- **Document extract**:
↓
Leeds have sold their away allocation

I think you'll find that the area South of the Tees of Teesside is and always has been in Yorkshire, so the terms are not mutually exclusive!
If you look at road signs on A19, A1 even A171, they say TEESSIDE. When you're driving south on A19, at Crathorne it says welcome to North Yorkshire, same on A171 at scaling dam towards Whitby. So no, TEESSIDE IS NOT IN YORKSHIRE.
 
If you look at road signs on A19, A1 even A171, they say TEESSIDE. When you're driving south on A19, at Crathorne it says welcome to North Yorkshire, same on A171 at scaling dam towards Whitby. So no, TEESSIDE IS NOT IN YORKSHIRE.
Not all of Teesside is in Yorkshire, but the bit where MFC play is.
 
I do find this debate tedious. But I'm bored so I'll chip in. People can identify with what they want. Most football supporters in this area identify with a "country" that ceased to exist in 1707. If they wish, that's fine for them. If I have to cleave to a country that used to exist but doesn't any more, I'd rather call myself Northumbrian than English, but do what you want.
↑
- **To-do list**:
[A] In the Teesside thread, in what year did the "country" that most local football supporters identify with cease to exist?
[B] Please say whether each statement agrees with the Teesside thread, and quote the deciding words for each: (i) Road signs on the A19, A1 and A171 say TEESSIDE. (ii) All of Teesside is in Yorkshire. (iii) The final poster would rather be called English than Northumbrian.
[C] Pick up the Teesside thread after its final post and write the next reply.

- **Supplied records**:
↓
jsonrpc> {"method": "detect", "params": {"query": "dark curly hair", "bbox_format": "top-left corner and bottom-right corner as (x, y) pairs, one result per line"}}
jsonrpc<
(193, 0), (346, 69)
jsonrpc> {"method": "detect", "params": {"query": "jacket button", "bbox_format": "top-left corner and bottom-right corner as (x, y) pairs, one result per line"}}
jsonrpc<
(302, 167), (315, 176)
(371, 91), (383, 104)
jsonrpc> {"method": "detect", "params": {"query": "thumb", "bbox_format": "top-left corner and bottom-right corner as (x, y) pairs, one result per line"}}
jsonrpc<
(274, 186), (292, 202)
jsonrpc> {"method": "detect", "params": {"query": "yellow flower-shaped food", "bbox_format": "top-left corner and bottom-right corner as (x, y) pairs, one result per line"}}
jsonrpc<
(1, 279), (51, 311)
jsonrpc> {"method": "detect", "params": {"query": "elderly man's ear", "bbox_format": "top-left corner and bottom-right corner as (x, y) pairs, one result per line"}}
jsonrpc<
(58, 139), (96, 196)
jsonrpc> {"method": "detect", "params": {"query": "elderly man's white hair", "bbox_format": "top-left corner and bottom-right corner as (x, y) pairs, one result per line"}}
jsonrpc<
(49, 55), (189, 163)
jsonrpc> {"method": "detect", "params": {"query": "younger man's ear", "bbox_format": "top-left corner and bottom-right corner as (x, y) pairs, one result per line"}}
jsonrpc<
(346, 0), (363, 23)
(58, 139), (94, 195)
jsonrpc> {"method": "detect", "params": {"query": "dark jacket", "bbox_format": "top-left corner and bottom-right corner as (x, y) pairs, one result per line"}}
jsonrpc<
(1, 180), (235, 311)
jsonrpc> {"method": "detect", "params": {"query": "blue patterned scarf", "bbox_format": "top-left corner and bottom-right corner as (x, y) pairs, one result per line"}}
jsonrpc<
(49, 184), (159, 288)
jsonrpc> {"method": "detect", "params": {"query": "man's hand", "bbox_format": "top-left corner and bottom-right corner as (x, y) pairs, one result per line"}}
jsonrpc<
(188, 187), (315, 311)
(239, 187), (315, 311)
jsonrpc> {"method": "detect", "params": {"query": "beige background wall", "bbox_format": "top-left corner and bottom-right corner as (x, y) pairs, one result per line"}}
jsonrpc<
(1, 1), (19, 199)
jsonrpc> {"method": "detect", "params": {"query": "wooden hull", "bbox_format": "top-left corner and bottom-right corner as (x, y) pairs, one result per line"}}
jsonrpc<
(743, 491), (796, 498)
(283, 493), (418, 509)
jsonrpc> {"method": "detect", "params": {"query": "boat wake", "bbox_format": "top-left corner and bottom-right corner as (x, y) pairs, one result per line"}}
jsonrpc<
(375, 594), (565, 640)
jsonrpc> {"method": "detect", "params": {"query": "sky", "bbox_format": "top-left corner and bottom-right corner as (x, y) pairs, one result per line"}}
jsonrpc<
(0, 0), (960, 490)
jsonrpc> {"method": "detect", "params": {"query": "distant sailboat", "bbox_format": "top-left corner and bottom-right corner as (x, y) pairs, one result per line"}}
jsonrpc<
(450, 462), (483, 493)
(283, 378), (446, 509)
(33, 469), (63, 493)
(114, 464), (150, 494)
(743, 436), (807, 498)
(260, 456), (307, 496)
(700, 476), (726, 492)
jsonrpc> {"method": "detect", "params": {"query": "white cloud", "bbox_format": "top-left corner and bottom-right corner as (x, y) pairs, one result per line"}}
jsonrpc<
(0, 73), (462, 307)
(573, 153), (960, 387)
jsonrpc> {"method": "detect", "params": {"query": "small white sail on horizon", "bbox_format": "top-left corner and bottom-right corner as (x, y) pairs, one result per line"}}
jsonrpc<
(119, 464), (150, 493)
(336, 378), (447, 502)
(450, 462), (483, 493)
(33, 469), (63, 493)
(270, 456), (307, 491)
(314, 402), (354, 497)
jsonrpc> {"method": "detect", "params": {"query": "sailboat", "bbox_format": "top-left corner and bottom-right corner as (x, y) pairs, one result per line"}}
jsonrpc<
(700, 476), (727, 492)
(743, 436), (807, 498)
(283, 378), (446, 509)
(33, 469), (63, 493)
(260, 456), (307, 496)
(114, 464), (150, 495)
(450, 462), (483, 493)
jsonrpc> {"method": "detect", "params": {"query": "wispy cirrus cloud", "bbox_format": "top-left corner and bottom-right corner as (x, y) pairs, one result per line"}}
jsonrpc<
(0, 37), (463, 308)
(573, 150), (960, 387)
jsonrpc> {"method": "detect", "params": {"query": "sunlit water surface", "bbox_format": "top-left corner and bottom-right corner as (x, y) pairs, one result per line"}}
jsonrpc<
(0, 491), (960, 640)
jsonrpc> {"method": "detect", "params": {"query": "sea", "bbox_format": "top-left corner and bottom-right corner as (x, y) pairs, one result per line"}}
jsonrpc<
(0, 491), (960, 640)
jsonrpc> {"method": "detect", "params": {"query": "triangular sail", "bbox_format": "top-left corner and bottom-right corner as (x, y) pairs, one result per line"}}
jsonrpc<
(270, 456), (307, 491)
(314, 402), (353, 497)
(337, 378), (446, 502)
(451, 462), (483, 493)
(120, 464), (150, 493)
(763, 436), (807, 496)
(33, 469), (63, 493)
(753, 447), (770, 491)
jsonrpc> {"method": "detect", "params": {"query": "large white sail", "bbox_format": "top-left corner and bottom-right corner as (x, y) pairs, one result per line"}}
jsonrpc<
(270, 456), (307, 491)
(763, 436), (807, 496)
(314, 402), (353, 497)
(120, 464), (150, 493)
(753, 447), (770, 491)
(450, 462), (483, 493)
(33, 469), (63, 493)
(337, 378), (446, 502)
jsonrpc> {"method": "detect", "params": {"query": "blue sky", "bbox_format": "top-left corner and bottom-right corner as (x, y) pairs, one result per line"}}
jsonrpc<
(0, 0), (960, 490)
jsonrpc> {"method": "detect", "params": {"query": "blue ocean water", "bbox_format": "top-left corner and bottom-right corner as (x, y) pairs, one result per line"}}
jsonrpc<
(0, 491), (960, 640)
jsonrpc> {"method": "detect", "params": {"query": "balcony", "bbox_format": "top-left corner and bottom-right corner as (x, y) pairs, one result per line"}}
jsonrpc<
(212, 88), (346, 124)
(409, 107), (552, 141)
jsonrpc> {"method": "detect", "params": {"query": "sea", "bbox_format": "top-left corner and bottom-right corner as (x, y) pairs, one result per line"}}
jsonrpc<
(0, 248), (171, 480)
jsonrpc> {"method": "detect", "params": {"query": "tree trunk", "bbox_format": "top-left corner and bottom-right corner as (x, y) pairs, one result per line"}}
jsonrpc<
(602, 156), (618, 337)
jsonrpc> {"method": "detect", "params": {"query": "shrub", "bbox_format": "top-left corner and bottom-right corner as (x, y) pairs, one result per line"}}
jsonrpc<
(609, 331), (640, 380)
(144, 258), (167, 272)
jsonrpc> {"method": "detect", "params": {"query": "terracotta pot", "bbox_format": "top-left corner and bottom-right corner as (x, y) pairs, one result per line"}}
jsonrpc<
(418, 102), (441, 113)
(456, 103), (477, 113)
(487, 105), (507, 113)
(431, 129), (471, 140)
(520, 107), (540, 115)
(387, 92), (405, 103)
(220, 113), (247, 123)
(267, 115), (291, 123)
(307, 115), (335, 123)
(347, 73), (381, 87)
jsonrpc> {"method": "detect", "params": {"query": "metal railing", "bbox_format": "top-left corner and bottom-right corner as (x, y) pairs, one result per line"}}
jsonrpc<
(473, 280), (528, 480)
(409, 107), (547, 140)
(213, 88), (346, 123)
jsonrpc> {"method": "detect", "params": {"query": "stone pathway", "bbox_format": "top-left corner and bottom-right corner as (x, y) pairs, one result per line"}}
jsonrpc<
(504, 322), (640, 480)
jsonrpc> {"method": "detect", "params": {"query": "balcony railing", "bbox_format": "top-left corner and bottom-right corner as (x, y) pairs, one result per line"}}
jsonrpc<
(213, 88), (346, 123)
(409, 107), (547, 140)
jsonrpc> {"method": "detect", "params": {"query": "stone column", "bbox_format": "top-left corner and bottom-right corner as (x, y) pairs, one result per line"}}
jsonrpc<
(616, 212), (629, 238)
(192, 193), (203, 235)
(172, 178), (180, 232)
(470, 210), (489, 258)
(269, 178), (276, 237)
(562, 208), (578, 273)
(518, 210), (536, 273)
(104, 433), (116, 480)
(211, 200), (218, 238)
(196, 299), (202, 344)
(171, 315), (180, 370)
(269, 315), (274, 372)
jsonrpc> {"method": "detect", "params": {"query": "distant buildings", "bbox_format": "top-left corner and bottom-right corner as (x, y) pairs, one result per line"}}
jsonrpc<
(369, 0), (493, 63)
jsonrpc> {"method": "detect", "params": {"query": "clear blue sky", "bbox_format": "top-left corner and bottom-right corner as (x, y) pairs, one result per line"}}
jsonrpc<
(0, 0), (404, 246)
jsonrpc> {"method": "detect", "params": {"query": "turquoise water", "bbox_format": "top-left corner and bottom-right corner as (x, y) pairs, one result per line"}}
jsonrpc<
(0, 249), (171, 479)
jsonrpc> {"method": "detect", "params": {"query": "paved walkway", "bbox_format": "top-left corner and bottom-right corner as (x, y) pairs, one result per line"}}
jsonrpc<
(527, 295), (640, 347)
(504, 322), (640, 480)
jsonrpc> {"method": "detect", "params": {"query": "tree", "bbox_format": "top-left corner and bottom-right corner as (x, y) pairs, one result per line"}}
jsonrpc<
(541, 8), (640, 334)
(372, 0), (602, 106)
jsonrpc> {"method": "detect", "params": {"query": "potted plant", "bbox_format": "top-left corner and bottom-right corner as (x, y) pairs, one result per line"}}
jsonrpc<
↑
- **Task answers**:
[A] 1707

[B]
(i) Yes: "If you look at road signs on A19, A1 even A171, they say TEESSIDE."
(ii) No: "Not all of Teesside is in Yorkshire, but the bit where MFC play is."
(iii) No: "I'd rather call myself Northumbrian than English, but do what you want."

[C]
As far as local government is concerned Yorkshire stopped having any local government jurisdiction over Middlesbrough when the County Borough was created in 1889, so not long after the club was founded and before it was professional. It remained in the North Riding for ceremonial lieutenancy purposes until Cleveland was created in the 1970s, and got bunged back into North Yorkshire lieutenancy when Cleveland was abolished in the 1990s. So but for those 20 years, as an issue of fact it was and is in Yorkshire.

In footballing terms Middlesbrough has been in the North Riding FA since the Cleveland and York and District FAs amalgamated to create it in the early 20th century. We have won the North Riding senior cup more than any other club, still enter every year, and have staged four of the last ten finals.

So you are free to choose your own personal identity But @indeedido @Otto42 and others have facts on their side, historical and current.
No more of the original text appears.